*Liste des consignes*:
[1] Renvoyez tel quel le passage de l'extrait sur le deuil d'un frère ou d'une sœur, depuis « Il peut s’agir » jusqu'à « en charge rapidement. » inclus.
[2] Dans l'extrait sur le deuil d'un frère ou d'une sœur, relevez toutes les conséquences que le deuil différé peut entraîner.

*Extrait du texte*:
* * *
Valérie Brüggemann, psycho-practicienne spécialiste du deuil et plus particulièrement celui des frères et sœurs, nous éclaire sur ce deuil si particulier dont on parle trop peu.
Quelles sont les spécificités du deuil d’une sœur ou d’un frère ?
Un deuil multiple
La mort d’un frère ou d’une sœur est un deuil multiple. En effet, l’endeuillé perd un compagnon de vie et un.e rivale ou au contraire, un.e ami.e. « Dans le cadre du deuil d’un frère ou d’une sœur, on doit aussi faire le deuil de ses « parents d’avant ». La maison familiale n’est plus un endroit de ressources. Partager un deuil en famille implique de voir ses parents en larmes et inversement. Et parfois, on n’ose pas exprimer sa peine de peur d’en rajouter et de ce fait de les protéger. »
Un deuil différé
La douleur de la perte peut se réveiller des années après le décès, suite à un nouveau deuil. Valérie Brüggemann reçoit en groupe de parole et dans son cabinet, des frères et des sœurs qui ont perdu un membre de leur fratrie. Le deuil peut dater de plus de dix ou vingt ans plus tôt. Généralement, ils consultent car un événement, triste ou joyeux, a réveillé un sentiment de grande tristesse profondément enfoui.
Il peut s’agir du décès d’un animal. « J’ai reçu une sœur qui avait perdu un membre de sa fratrie il y a plus 40 ans. Et c’est la mort de son chat, avec qui elle avait vécu presque vingt ans qui a été le déclencheur du chagrin retenu suite à la mort de son frère. »
À l’inverse, il peut aussi s’agir d’un événement joyeux, qui donne normalement lieu à des réjouissances, comme une naissance par exemple. « J’ai accompagné un homme qui, suite à la naissance de son deuxième enfant, est tombé en dépression. Cette naissance le renvoyait directement à son enfance. Le deuxième enfant était décédé. »
Ce deuil différé peut donner lieu à des burn-out, une dépression ou à un chagrin inexprimé. Il est donc important de le prendre en charge rapidement.
* * *
*Données fournies*:
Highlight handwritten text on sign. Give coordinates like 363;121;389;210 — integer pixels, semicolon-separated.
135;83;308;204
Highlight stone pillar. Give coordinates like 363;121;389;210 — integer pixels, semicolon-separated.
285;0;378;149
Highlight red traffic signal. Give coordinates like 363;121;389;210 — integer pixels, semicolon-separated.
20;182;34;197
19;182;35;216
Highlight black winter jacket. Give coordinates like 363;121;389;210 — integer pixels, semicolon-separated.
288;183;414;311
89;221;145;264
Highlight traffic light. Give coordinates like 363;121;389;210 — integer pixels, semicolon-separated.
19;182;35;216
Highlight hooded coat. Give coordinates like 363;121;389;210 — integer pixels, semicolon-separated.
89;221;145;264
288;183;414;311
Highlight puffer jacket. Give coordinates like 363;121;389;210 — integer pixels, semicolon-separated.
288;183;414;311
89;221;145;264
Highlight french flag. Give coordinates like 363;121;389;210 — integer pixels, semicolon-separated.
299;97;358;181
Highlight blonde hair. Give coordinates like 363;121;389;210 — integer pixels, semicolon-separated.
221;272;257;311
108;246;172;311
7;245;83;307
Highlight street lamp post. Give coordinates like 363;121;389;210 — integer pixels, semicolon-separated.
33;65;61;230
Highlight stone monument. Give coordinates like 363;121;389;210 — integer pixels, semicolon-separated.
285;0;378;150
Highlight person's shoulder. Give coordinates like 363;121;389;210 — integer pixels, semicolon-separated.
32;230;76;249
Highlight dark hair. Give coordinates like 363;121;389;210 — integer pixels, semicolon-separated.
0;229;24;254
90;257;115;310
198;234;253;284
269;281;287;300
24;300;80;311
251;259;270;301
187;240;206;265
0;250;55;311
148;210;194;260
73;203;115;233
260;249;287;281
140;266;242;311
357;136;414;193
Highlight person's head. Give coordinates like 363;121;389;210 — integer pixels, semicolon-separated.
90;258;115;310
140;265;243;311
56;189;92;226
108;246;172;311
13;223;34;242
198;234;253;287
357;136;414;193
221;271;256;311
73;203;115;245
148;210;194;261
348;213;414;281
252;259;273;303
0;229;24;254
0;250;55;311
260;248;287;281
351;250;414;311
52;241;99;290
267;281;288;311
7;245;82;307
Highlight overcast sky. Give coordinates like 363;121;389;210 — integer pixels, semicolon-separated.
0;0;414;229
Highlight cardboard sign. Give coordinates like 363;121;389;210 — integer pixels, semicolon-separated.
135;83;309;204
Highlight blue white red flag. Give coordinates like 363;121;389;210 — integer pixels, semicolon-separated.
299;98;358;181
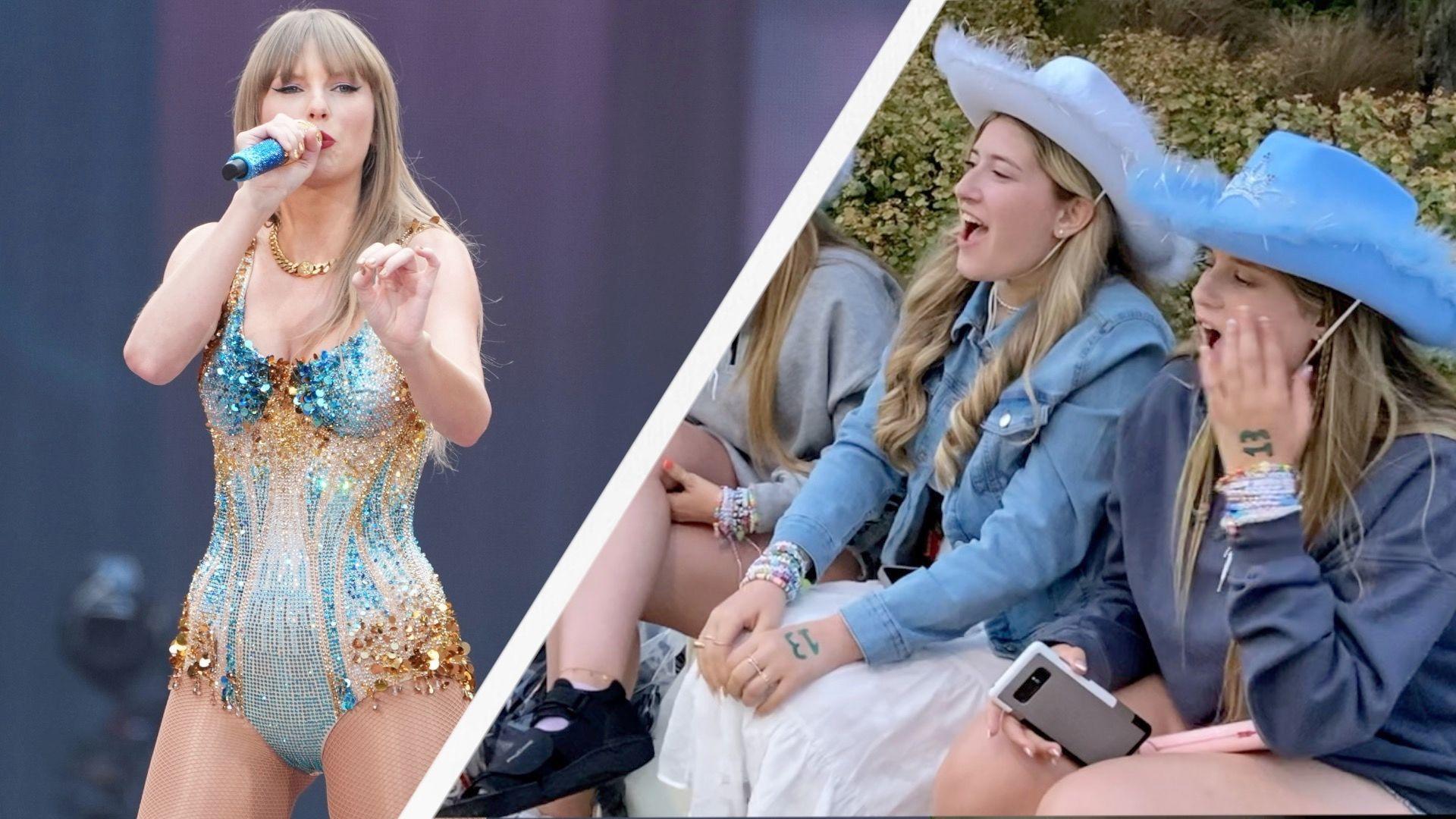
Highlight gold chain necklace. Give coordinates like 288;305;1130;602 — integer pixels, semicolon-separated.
268;218;334;278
* * *
*Liste des réponses*:
[1]
Il peut s’agir du décès d’un animal. « J’ai reçu une sœur qui avait perdu un membre de sa fratrie il y a plus 40 ans. Et c’est la mort de son chat, avec qui elle avait vécu presque vingt ans qui a été le déclencheur du chagrin retenu suite à la mort de son frère. »
À l’inverse, il peut aussi s’agir d’un événement joyeux, qui donne normalement lieu à des réjouissances, comme une naissance par exemple. « J’ai accompagné un homme qui, suite à la naissance de son deuxième enfant, est tombé en dépression. Cette naissance le renvoyait directement à son enfance. Le deuxième enfant était décédé. »
Ce deuil différé peut donner lieu à des burn-out, une dépression ou à un chagrin inexprimé. Il est donc important de le prendre en charge rapidement.

[2]
- des burn-out
- une dépression
- un chagrin inexprimé